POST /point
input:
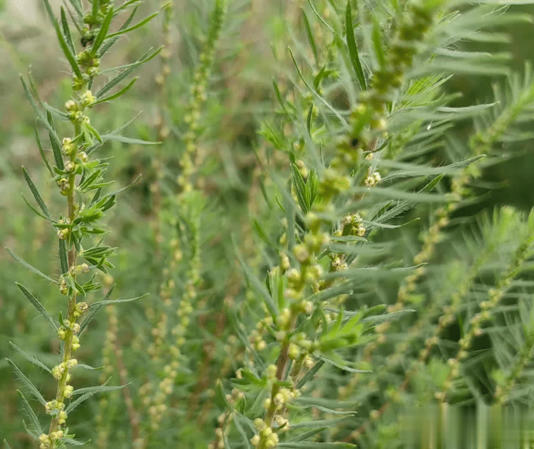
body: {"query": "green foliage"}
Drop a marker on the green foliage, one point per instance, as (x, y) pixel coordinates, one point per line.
(308, 219)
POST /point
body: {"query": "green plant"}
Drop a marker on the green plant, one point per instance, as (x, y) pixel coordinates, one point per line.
(79, 176)
(326, 263)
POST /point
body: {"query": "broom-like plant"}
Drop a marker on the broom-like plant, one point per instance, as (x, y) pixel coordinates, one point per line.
(79, 176)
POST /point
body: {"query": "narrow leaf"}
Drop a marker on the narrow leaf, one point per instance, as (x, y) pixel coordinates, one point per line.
(353, 48)
(99, 39)
(134, 27)
(62, 42)
(27, 383)
(119, 93)
(63, 257)
(30, 267)
(35, 302)
(37, 430)
(35, 193)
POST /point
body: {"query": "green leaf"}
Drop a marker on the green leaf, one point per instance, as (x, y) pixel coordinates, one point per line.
(30, 358)
(37, 430)
(314, 445)
(311, 39)
(41, 151)
(34, 210)
(110, 42)
(326, 423)
(127, 70)
(119, 93)
(133, 27)
(62, 42)
(35, 302)
(110, 302)
(64, 264)
(54, 141)
(353, 48)
(66, 30)
(377, 44)
(30, 267)
(309, 375)
(35, 193)
(102, 32)
(87, 393)
(314, 92)
(256, 284)
(27, 383)
(76, 4)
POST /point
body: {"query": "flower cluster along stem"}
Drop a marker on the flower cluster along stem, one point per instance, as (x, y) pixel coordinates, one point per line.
(199, 97)
(80, 181)
(506, 382)
(447, 316)
(368, 127)
(161, 125)
(481, 143)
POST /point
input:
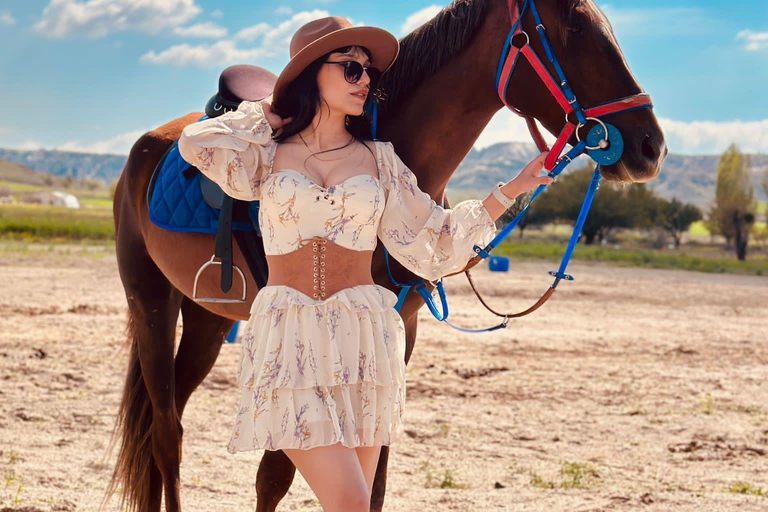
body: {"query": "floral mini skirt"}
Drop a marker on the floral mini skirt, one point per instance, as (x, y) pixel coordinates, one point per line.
(320, 372)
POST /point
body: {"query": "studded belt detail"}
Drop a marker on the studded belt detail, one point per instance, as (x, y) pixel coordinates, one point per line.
(320, 268)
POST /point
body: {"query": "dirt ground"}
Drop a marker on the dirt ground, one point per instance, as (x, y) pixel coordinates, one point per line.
(632, 389)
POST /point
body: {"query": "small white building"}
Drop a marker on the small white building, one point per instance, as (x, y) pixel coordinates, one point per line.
(66, 200)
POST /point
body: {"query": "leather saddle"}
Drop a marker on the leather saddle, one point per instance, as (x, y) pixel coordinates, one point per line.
(236, 84)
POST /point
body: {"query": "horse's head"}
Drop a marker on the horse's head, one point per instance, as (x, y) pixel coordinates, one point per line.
(584, 44)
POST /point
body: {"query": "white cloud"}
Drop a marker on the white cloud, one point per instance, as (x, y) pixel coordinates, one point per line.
(6, 18)
(274, 42)
(642, 21)
(683, 137)
(206, 29)
(418, 18)
(97, 18)
(120, 145)
(250, 34)
(204, 55)
(754, 41)
(278, 39)
(28, 145)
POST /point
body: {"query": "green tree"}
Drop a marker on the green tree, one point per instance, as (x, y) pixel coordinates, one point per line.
(615, 205)
(734, 209)
(676, 217)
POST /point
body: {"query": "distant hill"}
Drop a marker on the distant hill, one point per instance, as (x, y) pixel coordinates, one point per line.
(17, 173)
(82, 166)
(689, 178)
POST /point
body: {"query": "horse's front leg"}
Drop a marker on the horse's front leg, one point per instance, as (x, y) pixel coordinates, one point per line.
(273, 479)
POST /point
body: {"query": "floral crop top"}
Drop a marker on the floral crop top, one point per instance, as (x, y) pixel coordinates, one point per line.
(236, 150)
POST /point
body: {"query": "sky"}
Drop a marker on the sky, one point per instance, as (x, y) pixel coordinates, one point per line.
(93, 75)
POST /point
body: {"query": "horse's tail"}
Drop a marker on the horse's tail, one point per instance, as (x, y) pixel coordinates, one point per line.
(135, 461)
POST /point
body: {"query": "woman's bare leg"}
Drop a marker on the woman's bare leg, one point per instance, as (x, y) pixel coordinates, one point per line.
(334, 474)
(369, 460)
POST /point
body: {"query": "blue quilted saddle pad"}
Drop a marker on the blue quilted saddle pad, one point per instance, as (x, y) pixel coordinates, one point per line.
(176, 202)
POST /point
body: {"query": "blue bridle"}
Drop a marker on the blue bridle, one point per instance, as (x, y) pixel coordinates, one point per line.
(603, 144)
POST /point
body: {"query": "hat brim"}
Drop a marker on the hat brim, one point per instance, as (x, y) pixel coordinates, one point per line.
(384, 48)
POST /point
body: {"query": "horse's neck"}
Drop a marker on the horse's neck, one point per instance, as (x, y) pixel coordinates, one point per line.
(435, 128)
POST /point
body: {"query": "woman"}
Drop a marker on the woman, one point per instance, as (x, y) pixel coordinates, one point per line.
(322, 374)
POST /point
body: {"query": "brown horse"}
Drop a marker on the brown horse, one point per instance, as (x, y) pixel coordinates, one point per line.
(441, 95)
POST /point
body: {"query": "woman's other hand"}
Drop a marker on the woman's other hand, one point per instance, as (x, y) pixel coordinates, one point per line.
(529, 177)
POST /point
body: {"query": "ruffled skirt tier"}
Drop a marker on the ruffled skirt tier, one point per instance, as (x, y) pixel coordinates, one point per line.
(319, 372)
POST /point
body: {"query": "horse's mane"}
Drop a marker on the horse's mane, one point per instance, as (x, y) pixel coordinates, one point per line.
(428, 48)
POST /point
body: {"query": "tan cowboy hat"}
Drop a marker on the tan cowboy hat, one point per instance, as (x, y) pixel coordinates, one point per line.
(318, 37)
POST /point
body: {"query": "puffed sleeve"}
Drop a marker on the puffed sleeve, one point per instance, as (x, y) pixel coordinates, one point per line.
(427, 239)
(233, 149)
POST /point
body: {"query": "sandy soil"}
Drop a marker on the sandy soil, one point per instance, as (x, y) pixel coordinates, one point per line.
(631, 389)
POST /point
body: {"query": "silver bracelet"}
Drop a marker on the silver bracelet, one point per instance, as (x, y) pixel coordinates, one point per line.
(505, 200)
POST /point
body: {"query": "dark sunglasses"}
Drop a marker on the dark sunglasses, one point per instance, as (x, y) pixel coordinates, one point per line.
(353, 71)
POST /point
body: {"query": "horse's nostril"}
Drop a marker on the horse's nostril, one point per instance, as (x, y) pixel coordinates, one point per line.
(648, 148)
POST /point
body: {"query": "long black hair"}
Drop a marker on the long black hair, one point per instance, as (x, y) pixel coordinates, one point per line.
(302, 99)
◇ ◇ ◇ ◇
Make an exact copy of the data, leaving its pictures out.

■ **Task answer**:
POST /point
input:
body: {"query": "green foliage"}
Drop a marker on the green foliage, one point per instance, as (x, y) pixel coordinates, one point per line.
(308, 219)
POST /point
body: {"query": "green plant"}
Drop a marker on the green plant, one point per instance, as (x, y) pixel coordinates, one point per line.
(79, 176)
(326, 263)
POST /point
body: {"query": "broom-like plant"}
Drop a marker on the broom-like plant, one point per instance, as (x, y) pixel coordinates, one point per line.
(79, 176)
POST /point
body: {"query": "narrow leaf"}
Drop a marker on the narrow leaf, one point per instance, as (x, y) pixel coordinates, one point per line.
(353, 48)
(99, 39)
(134, 27)
(62, 42)
(27, 383)
(119, 93)
(63, 257)
(30, 267)
(35, 302)
(37, 430)
(35, 193)
POST /point
body: {"query": "green leaf"}
Drop a marker on the green leaf, one point per instance, as (x, y) pixel coordinates, one point per line.
(30, 358)
(37, 430)
(314, 445)
(311, 39)
(41, 151)
(34, 210)
(110, 42)
(326, 423)
(127, 70)
(119, 93)
(133, 27)
(62, 42)
(35, 302)
(110, 302)
(64, 264)
(54, 141)
(353, 48)
(66, 30)
(377, 44)
(30, 267)
(309, 375)
(35, 193)
(102, 32)
(87, 393)
(314, 92)
(256, 284)
(27, 383)
(76, 4)
POST /point
body: {"query": "flower cluster along stem"}
Drop a marker on the flower cluster along stem, one point per instance, as (x, y) pixel coordinates, one point per line.
(199, 97)
(80, 181)
(506, 382)
(447, 316)
(368, 127)
(161, 125)
(481, 143)
POST /point
input:
body: {"query": "floral mini skirt"}
Drop a marker on the floral mini skirt, one point per instance, as (x, y) pixel coordinates, one point per line.
(320, 372)
POST /point
body: {"query": "studded belt detail"}
Drop a marker on the studded belt detail, one point per instance, as (x, y) pixel coordinates, one point per line.
(320, 268)
POST /point
body: {"query": "dirt ground"}
Drop a marker on the dirt ground, one point per instance, as (x, y) pixel coordinates, one point per line.
(632, 389)
POST /point
body: {"query": "small white building"}
Drop a marker on the small white building, one point per instance, as (x, y) pixel coordinates, one point per line.
(66, 200)
POST /point
body: {"query": "leather saddle"}
Drop a marker on the leather saddle, one point per instance, as (x, y) pixel coordinates, one point per line.
(236, 84)
POST /point
body: {"query": "horse's head"}
Drop a marker on the horse's head, one point per instance, as (x, y) pixel coordinates, one point per line.
(584, 44)
POST /point
body: {"query": "white cloud"}
Drop a marker on the white cloud, one point per instance, as (x, y) pixel coordinates, one point per line.
(6, 18)
(274, 42)
(642, 21)
(683, 137)
(206, 29)
(418, 18)
(97, 18)
(120, 145)
(250, 34)
(204, 55)
(754, 41)
(278, 39)
(28, 145)
POST /point
body: {"query": "green tree"}
Drop a marker on the green tree, one point per instance, as (x, y) pixel coordinates, one point per line.
(615, 205)
(734, 209)
(676, 217)
POST /point
body: {"query": "distant hill"}
Drop a marker on the distant hill, one point per instance, as (x, y) pixel coordinates, one point per line.
(17, 173)
(82, 166)
(689, 178)
POST /point
body: {"query": "horse's front leg"}
Drop a marker on the horse's front leg, one point per instance, as (x, y) pixel coordinates, one point per line.
(273, 479)
POST /point
body: {"query": "floral crop top"}
Drop a marker on the floral crop top, one point per instance, as (x, y) pixel coordinates, one point per line.
(236, 150)
POST /point
body: {"query": "sky"}
Drop a marker on the sky, one point per instance, as (x, y) pixel coordinates, one point per line.
(93, 75)
POST /point
body: {"query": "horse's tail"}
Drop a marker on the horse's tail, one point per instance, as (x, y) pixel coordinates, one point per line.
(135, 461)
POST /point
body: {"query": "woman's bare leg"}
Drop a marker on the woman's bare leg, one point per instance, as (x, y) pixel coordinates, one point per line.
(334, 474)
(369, 460)
POST /point
body: {"query": "blue quilted saddle pad"}
Drop a marker on the blue quilted saddle pad, one point per instance, as (x, y) pixel coordinates, one point per line.
(176, 202)
POST /point
body: {"query": "blue bridle"}
Drop a marker on the blue bridle, one point per instance, as (x, y) pixel coordinates, one point per line.
(603, 144)
POST /point
body: {"query": "hat brim"}
Drop a marker on the hat brim, one point per instance, as (x, y) pixel coordinates, one point per line.
(384, 48)
POST /point
body: {"query": "horse's neck"}
Drop a marker on the horse's neck, one point per instance, as (x, y) pixel coordinates, one point per line.
(435, 128)
POST /point
body: {"query": "woman"}
Drop a marker on the woman, one point per instance, as (x, y) pixel coordinates, one point per line.
(322, 374)
POST /point
body: {"query": "brown horse"}
Drop a marker on the brown horse, one point per instance, as (x, y) pixel coordinates, one point per line.
(441, 95)
POST /point
body: {"query": "woman's other hand"}
Drop a marker on the woman's other hand, one point per instance, as (x, y) pixel coordinates, one point per line.
(529, 177)
POST /point
body: {"query": "ruffled skirt tier"}
Drop a marker on the ruffled skirt tier, one point per instance, as (x, y) pixel coordinates, one point per line.
(319, 372)
POST /point
body: {"query": "horse's mane"}
Drop a marker on the horse's mane, one point per instance, as (x, y) pixel coordinates, one point per line.
(428, 48)
POST /point
body: {"query": "tan cowboy hat"}
Drop a marker on the tan cowboy hat, one point per instance, as (x, y) pixel coordinates, one point per line.
(318, 37)
POST /point
body: {"query": "puffed sleeve"}
Drop a marker on the puffed sleeve, one point per instance, as (x, y) pixel coordinates, one point per line.
(427, 239)
(233, 149)
POST /point
body: {"query": "sandy soil"}
Drop a marker on the sandy soil, one point per instance, as (x, y) pixel coordinates, one point per line.
(631, 389)
POST /point
body: {"query": "silver bracelet"}
Drop a marker on the silver bracelet, one point per instance, as (x, y) pixel coordinates, one point per line.
(505, 200)
POST /point
body: {"query": "dark sunglasses"}
Drop a marker on the dark sunglasses, one point per instance, as (x, y) pixel coordinates, one point per line.
(353, 71)
POST /point
body: {"query": "horse's nostril"}
Drop a marker on the horse's nostril, one point per instance, as (x, y) pixel coordinates, one point per line.
(648, 148)
POST /point
body: {"query": "long black hair"}
Drop a marker on the long black hair, one point per instance, as (x, y) pixel coordinates, one point per line.
(302, 99)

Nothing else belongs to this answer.